Reproduce each of the items below word for word, keeping every line as it stands.

--- start Records supplied ---

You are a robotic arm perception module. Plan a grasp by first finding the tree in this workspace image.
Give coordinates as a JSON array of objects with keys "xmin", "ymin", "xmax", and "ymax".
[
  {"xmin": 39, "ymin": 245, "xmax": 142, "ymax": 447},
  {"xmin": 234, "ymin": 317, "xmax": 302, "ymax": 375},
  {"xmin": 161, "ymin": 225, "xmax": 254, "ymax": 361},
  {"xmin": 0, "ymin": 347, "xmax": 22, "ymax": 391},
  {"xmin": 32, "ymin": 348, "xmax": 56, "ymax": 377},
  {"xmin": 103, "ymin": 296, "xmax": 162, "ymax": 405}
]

--- end Records supplied ---

### Reply
You are a robotic arm perception module. Plan a grasp by first finding the tree in this workspace image.
Give coordinates as a JSON array of objects with keys "xmin", "ymin", "xmax", and "ymax".
[
  {"xmin": 39, "ymin": 245, "xmax": 142, "ymax": 447},
  {"xmin": 234, "ymin": 317, "xmax": 302, "ymax": 375},
  {"xmin": 161, "ymin": 225, "xmax": 254, "ymax": 361},
  {"xmin": 0, "ymin": 347, "xmax": 22, "ymax": 391},
  {"xmin": 32, "ymin": 348, "xmax": 56, "ymax": 377},
  {"xmin": 103, "ymin": 296, "xmax": 162, "ymax": 405}
]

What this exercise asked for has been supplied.